--- Start Material for this exercise ---

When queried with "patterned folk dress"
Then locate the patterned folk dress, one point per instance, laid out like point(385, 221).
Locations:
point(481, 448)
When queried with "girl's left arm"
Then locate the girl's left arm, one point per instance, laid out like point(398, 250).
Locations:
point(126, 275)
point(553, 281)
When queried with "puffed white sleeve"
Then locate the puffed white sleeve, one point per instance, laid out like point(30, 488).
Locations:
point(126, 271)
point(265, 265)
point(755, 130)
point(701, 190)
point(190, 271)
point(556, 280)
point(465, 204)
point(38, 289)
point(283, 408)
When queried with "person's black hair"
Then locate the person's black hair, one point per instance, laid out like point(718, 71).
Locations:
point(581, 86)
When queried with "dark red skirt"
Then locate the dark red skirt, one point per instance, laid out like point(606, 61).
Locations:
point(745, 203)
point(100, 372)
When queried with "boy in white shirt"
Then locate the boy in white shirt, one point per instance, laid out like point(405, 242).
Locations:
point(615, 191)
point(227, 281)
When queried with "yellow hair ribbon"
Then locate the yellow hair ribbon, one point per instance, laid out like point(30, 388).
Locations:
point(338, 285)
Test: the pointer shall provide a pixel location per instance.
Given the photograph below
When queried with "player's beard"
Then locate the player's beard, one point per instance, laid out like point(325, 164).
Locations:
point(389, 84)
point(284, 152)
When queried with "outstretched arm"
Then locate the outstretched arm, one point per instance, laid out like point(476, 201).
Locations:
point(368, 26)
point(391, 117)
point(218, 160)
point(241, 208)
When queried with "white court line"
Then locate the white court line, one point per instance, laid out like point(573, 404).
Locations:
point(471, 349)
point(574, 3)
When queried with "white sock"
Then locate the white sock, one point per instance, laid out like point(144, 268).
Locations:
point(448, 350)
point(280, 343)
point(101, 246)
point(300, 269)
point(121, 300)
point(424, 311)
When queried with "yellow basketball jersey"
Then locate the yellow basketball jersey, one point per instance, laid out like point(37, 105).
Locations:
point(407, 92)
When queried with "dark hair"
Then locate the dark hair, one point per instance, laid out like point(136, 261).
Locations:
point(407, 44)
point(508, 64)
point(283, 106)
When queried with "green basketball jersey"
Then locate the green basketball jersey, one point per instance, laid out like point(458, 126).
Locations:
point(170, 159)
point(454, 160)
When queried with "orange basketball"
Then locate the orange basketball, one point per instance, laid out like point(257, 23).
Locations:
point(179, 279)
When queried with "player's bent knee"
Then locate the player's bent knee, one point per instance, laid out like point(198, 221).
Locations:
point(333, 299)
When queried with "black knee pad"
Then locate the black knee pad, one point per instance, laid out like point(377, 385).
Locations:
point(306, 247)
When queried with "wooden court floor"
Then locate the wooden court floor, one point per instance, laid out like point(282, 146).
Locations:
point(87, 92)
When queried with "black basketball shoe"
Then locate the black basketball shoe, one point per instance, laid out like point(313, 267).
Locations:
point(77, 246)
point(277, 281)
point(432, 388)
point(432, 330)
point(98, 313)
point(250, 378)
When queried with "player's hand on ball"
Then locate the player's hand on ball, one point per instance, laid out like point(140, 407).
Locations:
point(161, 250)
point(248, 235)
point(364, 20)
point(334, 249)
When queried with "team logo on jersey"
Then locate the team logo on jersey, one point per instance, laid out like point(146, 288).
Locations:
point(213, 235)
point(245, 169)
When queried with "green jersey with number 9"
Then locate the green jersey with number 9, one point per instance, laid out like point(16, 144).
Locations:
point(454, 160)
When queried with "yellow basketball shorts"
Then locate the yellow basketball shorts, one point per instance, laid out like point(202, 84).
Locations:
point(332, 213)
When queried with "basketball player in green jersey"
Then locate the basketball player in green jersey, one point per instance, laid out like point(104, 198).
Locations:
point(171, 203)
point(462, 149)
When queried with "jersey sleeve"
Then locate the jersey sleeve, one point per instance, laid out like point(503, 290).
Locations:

--- End Material for this exercise ---

Lay out every line of the records above as a numbered list, skipping any blank lines.

→ **Answer below**
1. When queried with "patterned folk dress"
2. Then locate the patterned folk dress, one point per instance, laid out like point(385, 221).
3. Locations:
4. point(481, 448)
5. When queried with "girl's left arm"
6. Then locate the girl's left arm, one point per instance, laid out like point(398, 250).
7. Locations:
8. point(126, 275)
9. point(553, 281)
10. When queried with "puffed white sleeve"
11. Then locate the puffed white sleeve, one point per instance, laid out like point(30, 488).
12. Locations:
13. point(126, 271)
14. point(265, 265)
15. point(755, 130)
16. point(701, 190)
17. point(190, 271)
18. point(556, 280)
19. point(465, 204)
20. point(38, 289)
21. point(283, 408)
22. When queried with "person's black hair"
23. Then locate the person's black hair, one point per instance, laid out like point(718, 71).
24. Locations:
25. point(581, 86)
26. When queried with "dark red skirt"
27. Then locate the dark red skirt, one point per instance, laid out like point(606, 61).
28. Locations:
29. point(745, 203)
30. point(100, 372)
31. When queried with "boy in white shirt"
32. Then locate the boy in white shirt, one point per instance, laid out like point(405, 242).
33. Locations:
34. point(615, 191)
35. point(227, 281)
36. When queried with "yellow hair ribbon"
37. Then locate the yellow hair ribbon, one point per instance, laid out like point(30, 388).
38. Locations:
39. point(338, 285)
40. Test: the pointer shall provide a pixel location per instance.
41. Given the photograph below
42. When queried with "player's beard"
43. Then locate the player's beard, one point per instance, laid out like point(325, 164).
44. Locations:
45. point(389, 84)
46. point(284, 152)
47. When queried with "outstretched arm"
48. Then locate the outstretched arm, one point per instance, laid out like point(476, 201).
49. Locations:
50. point(368, 26)
51. point(391, 117)
52. point(218, 160)
53. point(241, 208)
54. When queried with "white court line"
55. Then locate the white court line, one point per instance, laid out like point(573, 404).
56. Locations:
57. point(471, 349)
58. point(574, 3)
59. When queried with "white sock"
60. Then locate the white sock, one point per instance, laid out like point(144, 268).
61. Locations:
62. point(448, 350)
63. point(280, 343)
64. point(101, 246)
65. point(300, 269)
66. point(121, 300)
67. point(424, 311)
68. When queried with "yellow basketball jersey"
69. Then locate the yellow basketball jersey, one point per instance, laid out like point(37, 105).
70. Locations:
71. point(407, 92)
72. When queried with "dark hair"
73. Then locate the dark hair, one point per instance, laid out like point(136, 261).
74. Locations:
75. point(407, 44)
76. point(508, 64)
77. point(283, 106)
78. When queried with "green basketball jersey"
79. Then locate the green basketball jersey, one point per instance, laid out like point(458, 126).
80. Locations:
81. point(170, 159)
82. point(454, 160)
83. When queried with "orange basketball"
84. Then locate the orange basketball, one point per instance, laid out like point(257, 23).
85. Locations:
86. point(179, 279)
87. When queried with "player's bent knee"
88. Then locate the player's bent knee, one point per instance, laid out like point(198, 221).
89. Locations:
90. point(333, 299)
91. When queried with "black knee pad"
92. Then locate the black knee pad, one point per instance, laid out like point(377, 385).
93. Locations:
94. point(306, 247)
95. When queried with "wooden court floor"
96. Then locate the wooden court floor, one point per instance, laid out like point(282, 146).
97. Locations:
98. point(87, 92)
99. When queried with "black basketball shoe"
100. Then locate the black basketball shoe, one point per instance, laid out like point(313, 267).
101. Locations:
102. point(77, 246)
103. point(277, 281)
104. point(432, 388)
105. point(432, 330)
106. point(98, 313)
107. point(250, 378)
108. When queried with "player's hand on ball"
109. Then locate the player's hand on ball, one point per instance, laid out like point(140, 407).
110. Locations:
111. point(161, 250)
112. point(248, 235)
113. point(364, 20)
114. point(334, 249)
115. When queried with "team logo on jersey"
116. Then locate the team logo on jersey, one point per instance, laid out like point(146, 288).
117. Locations:
118. point(213, 235)
119. point(245, 169)
120. When queried with "green jersey with number 9"
121. Then locate the green jersey with number 9, one point per instance, laid out like point(16, 144).
122. Locations:
123. point(454, 160)
124. When queried with "yellow basketball shorts"
125. Then locate the yellow basketball shorts, one point per instance, laid out like point(202, 84).
126. Locations:
127. point(332, 213)
128. When queried with "basketball player in green jersey"
129. Then locate the basketball player in green jersey, one point per instance, laid out like point(104, 198).
130. Locations:
131. point(171, 203)
132. point(462, 149)
133. When queried with "jersey sleeve"
134. Then locate the jersey sleeve, one point per instance, laid out like point(503, 290).
135. Locations:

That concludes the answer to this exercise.